▸ WORK TO COMPLETE:
Give back exactly the lines that run from the line containing "Where can you find the smartphone" through the end of the listing below. Leave out every other line.

▸ DATA IN THIS EXERCISE:

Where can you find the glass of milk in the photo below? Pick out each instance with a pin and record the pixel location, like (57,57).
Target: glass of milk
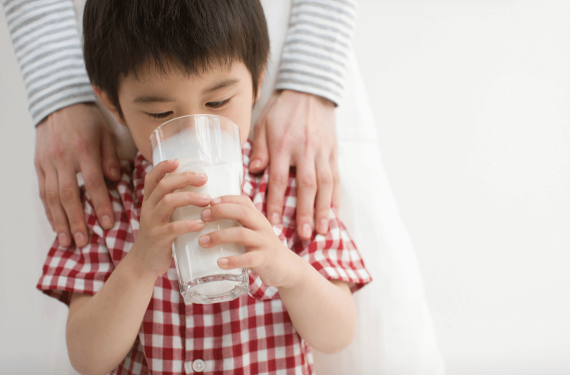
(204,144)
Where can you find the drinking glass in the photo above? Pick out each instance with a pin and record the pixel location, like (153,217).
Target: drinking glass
(204,144)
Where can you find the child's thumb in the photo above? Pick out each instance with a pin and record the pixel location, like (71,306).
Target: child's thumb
(259,158)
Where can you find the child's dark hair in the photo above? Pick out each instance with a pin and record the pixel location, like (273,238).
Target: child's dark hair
(121,35)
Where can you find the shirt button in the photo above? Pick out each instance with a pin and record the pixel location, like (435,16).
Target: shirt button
(199,365)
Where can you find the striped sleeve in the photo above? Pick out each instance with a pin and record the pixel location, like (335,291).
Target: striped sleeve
(47,45)
(316,48)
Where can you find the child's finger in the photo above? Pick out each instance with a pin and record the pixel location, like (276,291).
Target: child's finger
(176,181)
(247,216)
(178,228)
(156,175)
(171,202)
(238,199)
(241,235)
(249,260)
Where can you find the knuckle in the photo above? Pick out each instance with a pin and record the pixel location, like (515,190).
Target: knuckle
(67,194)
(81,146)
(51,197)
(308,182)
(279,179)
(168,200)
(250,260)
(93,182)
(326,179)
(241,234)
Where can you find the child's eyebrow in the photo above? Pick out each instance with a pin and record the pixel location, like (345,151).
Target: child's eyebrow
(222,84)
(152,99)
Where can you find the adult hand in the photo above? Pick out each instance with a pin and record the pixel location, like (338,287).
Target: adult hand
(73,139)
(297,129)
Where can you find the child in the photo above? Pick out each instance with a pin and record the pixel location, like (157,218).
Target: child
(151,61)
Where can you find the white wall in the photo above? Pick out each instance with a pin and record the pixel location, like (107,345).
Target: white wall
(472,101)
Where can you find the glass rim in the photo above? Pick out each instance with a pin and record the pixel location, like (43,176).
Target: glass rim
(194,115)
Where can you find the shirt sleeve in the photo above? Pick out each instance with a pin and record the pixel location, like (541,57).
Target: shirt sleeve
(334,255)
(77,270)
(316,48)
(47,45)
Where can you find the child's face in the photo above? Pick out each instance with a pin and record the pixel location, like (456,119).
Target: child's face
(153,98)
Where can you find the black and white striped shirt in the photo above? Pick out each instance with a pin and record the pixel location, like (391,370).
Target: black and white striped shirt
(47,44)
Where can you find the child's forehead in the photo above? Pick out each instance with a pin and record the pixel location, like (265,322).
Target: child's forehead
(165,68)
(152,78)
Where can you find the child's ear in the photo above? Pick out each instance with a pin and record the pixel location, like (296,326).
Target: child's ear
(259,82)
(107,103)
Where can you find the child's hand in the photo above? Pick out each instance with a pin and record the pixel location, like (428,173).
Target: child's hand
(265,253)
(153,246)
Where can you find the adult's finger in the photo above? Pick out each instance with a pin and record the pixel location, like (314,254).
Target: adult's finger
(109,156)
(277,185)
(259,154)
(41,184)
(324,196)
(60,224)
(97,189)
(71,203)
(306,192)
(336,180)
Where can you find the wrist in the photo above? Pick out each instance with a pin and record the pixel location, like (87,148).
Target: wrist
(299,269)
(134,267)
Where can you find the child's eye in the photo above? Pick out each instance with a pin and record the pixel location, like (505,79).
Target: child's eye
(160,115)
(219,104)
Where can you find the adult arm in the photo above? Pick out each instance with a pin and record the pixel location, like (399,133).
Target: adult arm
(71,133)
(297,125)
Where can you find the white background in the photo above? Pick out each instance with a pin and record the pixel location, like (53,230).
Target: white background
(472,102)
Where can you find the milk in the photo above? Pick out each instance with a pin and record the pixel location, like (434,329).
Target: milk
(204,148)
(194,261)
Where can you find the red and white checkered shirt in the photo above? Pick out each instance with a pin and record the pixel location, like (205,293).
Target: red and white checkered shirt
(249,335)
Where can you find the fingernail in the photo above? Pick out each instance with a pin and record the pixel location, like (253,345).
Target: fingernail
(62,238)
(106,221)
(255,163)
(323,226)
(275,219)
(115,172)
(79,238)
(205,239)
(306,230)
(223,262)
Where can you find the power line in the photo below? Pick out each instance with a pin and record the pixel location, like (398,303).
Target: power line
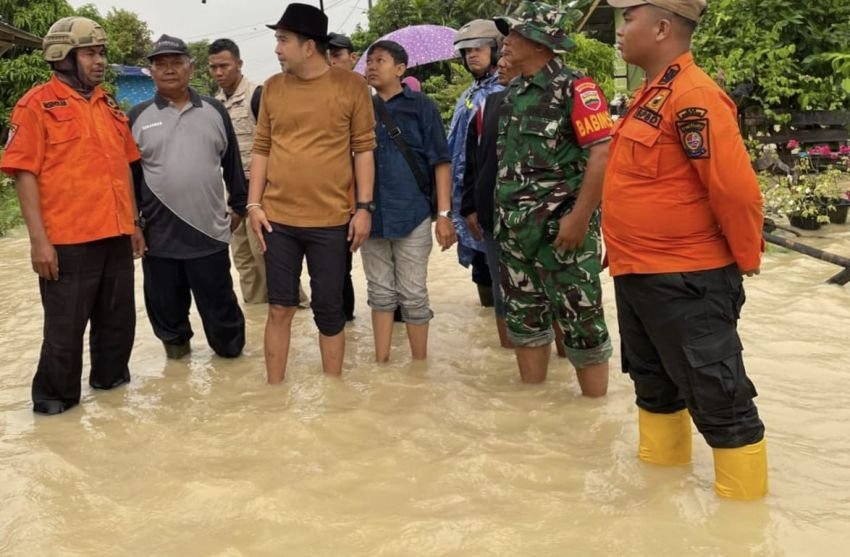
(205,35)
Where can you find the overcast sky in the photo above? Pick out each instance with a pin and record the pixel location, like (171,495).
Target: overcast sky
(241,20)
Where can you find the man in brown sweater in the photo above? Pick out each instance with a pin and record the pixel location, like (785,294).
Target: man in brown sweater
(311,119)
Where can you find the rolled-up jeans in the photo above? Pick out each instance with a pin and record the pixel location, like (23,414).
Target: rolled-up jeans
(397,273)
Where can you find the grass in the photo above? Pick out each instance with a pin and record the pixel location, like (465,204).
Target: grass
(10,211)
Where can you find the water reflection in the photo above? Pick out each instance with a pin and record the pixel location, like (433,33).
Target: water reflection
(449,457)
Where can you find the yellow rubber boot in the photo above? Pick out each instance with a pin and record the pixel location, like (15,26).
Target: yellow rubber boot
(741,473)
(665,439)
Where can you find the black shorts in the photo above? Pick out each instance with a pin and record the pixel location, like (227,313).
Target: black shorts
(325,249)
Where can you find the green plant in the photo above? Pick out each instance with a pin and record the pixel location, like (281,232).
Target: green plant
(805,192)
(779,55)
(10,211)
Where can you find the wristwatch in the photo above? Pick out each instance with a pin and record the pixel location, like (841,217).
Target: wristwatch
(368,205)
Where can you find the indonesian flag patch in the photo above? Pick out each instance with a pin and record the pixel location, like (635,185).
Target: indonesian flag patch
(12,129)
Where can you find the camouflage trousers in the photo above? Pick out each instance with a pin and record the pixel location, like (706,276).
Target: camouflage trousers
(556,285)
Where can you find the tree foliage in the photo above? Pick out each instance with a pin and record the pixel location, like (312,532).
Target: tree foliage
(779,54)
(129,38)
(34,16)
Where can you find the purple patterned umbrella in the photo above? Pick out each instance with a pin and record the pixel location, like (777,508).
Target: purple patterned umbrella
(424,44)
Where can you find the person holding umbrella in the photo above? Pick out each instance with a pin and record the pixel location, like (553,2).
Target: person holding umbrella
(478,43)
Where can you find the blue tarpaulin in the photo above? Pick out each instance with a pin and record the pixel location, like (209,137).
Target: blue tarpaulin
(134,84)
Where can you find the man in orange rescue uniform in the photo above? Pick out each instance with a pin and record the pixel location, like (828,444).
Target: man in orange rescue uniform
(682,220)
(69,151)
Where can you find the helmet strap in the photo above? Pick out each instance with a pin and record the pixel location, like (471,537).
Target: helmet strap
(69,72)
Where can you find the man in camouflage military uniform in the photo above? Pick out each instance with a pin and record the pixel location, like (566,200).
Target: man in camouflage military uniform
(554,130)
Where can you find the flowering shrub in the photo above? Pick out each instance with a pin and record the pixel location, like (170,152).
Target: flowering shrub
(805,191)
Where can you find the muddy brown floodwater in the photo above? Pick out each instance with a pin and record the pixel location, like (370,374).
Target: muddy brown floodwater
(452,457)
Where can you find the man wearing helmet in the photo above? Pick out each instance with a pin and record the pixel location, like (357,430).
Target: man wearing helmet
(69,152)
(478,43)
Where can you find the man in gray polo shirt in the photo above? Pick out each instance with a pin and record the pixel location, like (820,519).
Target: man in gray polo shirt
(187,142)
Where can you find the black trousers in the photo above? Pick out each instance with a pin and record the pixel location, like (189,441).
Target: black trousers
(480,270)
(170,285)
(324,248)
(95,286)
(680,346)
(348,287)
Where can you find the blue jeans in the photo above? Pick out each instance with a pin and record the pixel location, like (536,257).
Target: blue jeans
(493,250)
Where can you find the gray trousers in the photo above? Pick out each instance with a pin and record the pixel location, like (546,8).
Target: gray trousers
(397,273)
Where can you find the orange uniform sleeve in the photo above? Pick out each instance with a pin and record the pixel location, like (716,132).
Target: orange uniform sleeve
(591,121)
(707,126)
(25,146)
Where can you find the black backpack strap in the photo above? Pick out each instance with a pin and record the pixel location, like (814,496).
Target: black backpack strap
(255,102)
(394,131)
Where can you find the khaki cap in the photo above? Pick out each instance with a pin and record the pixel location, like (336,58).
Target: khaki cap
(689,9)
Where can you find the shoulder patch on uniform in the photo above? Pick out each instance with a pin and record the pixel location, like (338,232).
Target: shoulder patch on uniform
(588,94)
(694,137)
(659,97)
(12,129)
(49,105)
(691,112)
(648,116)
(670,74)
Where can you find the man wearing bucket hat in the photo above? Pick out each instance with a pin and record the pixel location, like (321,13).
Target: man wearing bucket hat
(552,150)
(478,43)
(312,118)
(69,151)
(188,145)
(683,221)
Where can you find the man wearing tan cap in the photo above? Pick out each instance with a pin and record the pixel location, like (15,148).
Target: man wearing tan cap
(682,221)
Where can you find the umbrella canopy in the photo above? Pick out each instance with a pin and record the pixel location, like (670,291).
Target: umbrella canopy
(424,44)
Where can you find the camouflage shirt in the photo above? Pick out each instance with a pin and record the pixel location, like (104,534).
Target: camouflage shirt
(545,124)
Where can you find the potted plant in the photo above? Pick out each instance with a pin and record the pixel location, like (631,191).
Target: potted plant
(807,197)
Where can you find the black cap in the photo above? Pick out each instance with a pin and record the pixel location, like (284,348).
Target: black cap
(338,40)
(305,20)
(167,44)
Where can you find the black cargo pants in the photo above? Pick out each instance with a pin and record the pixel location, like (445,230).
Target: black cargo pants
(680,346)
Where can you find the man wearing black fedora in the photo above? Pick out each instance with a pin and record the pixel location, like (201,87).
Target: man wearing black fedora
(312,117)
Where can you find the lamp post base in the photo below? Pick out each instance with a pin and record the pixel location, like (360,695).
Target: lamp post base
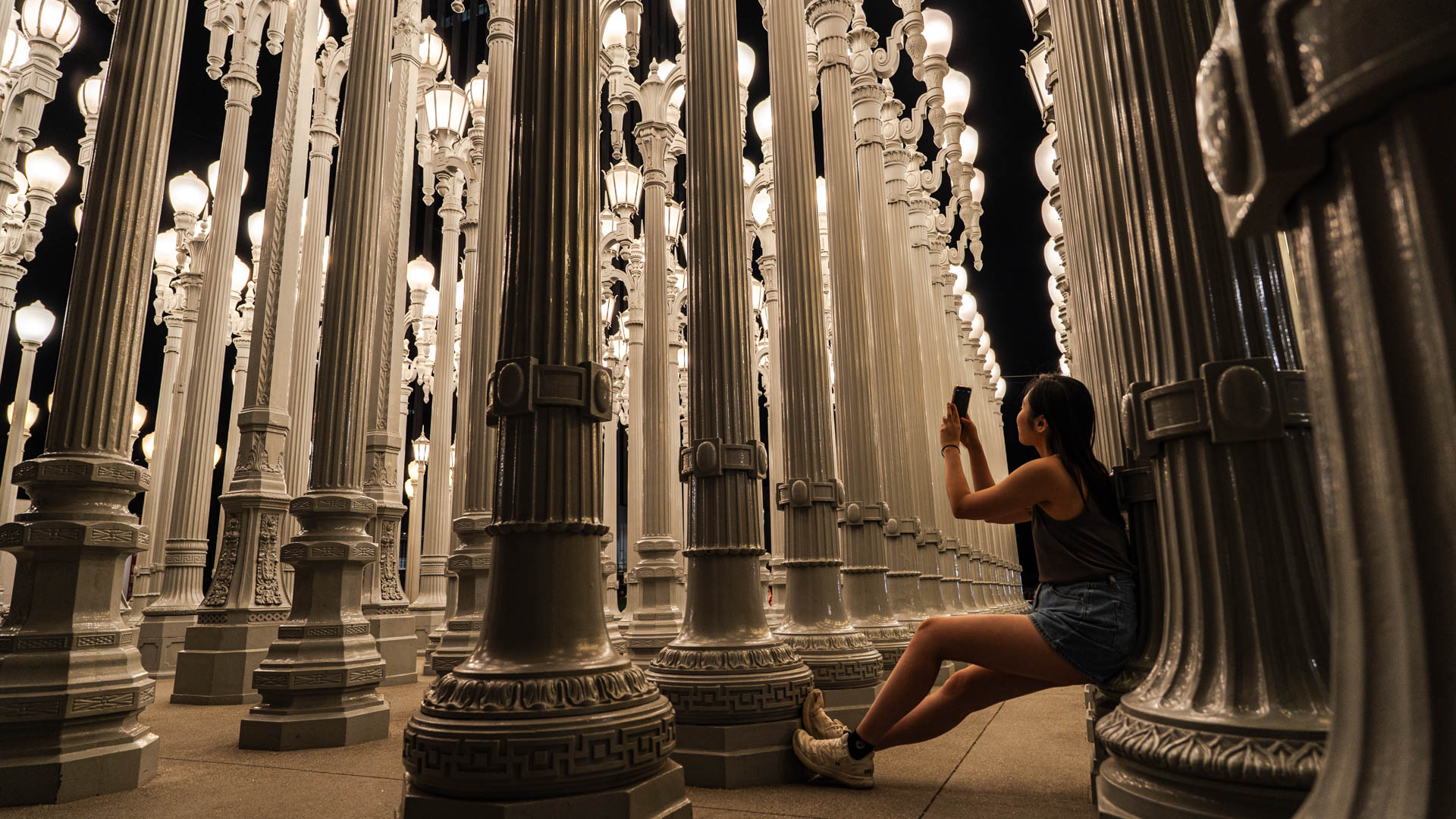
(162,639)
(218,665)
(394,632)
(1126,790)
(79,774)
(275,729)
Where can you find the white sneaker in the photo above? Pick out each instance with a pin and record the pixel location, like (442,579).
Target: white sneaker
(817,722)
(830,758)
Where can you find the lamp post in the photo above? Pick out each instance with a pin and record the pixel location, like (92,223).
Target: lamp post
(843,661)
(383,602)
(858,401)
(165,621)
(178,289)
(491,146)
(723,464)
(544,624)
(88,99)
(240,318)
(239,615)
(471,563)
(24,219)
(419,447)
(657,618)
(341,672)
(15,52)
(761,210)
(322,102)
(6,560)
(623,193)
(52,28)
(446,158)
(86,477)
(33,327)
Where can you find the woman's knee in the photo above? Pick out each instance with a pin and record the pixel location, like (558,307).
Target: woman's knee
(929,627)
(960,682)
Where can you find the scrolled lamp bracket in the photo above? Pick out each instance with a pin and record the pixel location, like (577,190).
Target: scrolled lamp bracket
(712,458)
(523,387)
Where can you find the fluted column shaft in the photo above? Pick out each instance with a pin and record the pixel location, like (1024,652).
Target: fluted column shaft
(164,431)
(816,624)
(1244,651)
(324,139)
(321,691)
(245,602)
(657,620)
(774,330)
(894,407)
(383,598)
(858,401)
(72,545)
(484,271)
(1365,193)
(544,621)
(190,286)
(919,477)
(438,535)
(723,463)
(924,287)
(637,463)
(187,534)
(609,541)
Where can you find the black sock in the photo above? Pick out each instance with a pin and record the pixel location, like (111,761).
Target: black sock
(858,748)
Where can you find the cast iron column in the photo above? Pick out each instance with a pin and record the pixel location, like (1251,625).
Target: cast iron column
(383,604)
(814,623)
(476,438)
(657,620)
(726,667)
(239,617)
(902,526)
(558,708)
(319,678)
(1232,717)
(858,401)
(72,682)
(164,629)
(1365,158)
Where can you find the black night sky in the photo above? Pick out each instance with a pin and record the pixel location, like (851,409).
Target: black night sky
(987,46)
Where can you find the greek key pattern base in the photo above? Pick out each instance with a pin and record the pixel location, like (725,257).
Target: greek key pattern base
(322,632)
(453,694)
(220,618)
(517,760)
(742,698)
(1245,760)
(89,704)
(296,679)
(764,657)
(74,642)
(837,661)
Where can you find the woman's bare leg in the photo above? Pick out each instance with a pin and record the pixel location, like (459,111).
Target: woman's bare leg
(965,692)
(1009,645)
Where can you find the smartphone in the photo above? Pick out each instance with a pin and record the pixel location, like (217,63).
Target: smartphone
(963,401)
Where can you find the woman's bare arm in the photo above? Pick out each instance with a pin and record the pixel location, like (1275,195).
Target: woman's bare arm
(1008,502)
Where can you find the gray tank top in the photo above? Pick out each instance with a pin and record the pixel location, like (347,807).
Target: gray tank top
(1090,547)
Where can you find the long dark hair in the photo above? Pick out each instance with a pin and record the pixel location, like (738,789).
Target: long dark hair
(1066,406)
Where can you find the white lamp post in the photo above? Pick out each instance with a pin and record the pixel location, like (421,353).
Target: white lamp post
(33,325)
(419,471)
(447,159)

▸ COMPLETE RESPONSE:
Where can you find the smartphone in the photo above? Pick out each instance with a pin and record the pixel location, like (217,63).
Target: smartphone
(963,401)
Where can you find the woman's bare arm in the photo above? Pick out each instance with a pin and record the pixel location, like (1275,195).
Target: woman's bare arm
(1008,502)
Where can you find the gray tank top in the photo above? Pick out each instance with a pin and record the pixel location, like (347,807).
Target: gray tank top
(1090,547)
Where can you find the long dark hair in the photo above? Pick out each instance with a pin and record the pixel location, like (738,789).
Target: long dark hair
(1066,406)
Where can you find the white lamp post in the photo above? Pick out each instance with a pin and record the pixel location, like (421,353).
Target: white lamp post
(33,325)
(419,471)
(447,159)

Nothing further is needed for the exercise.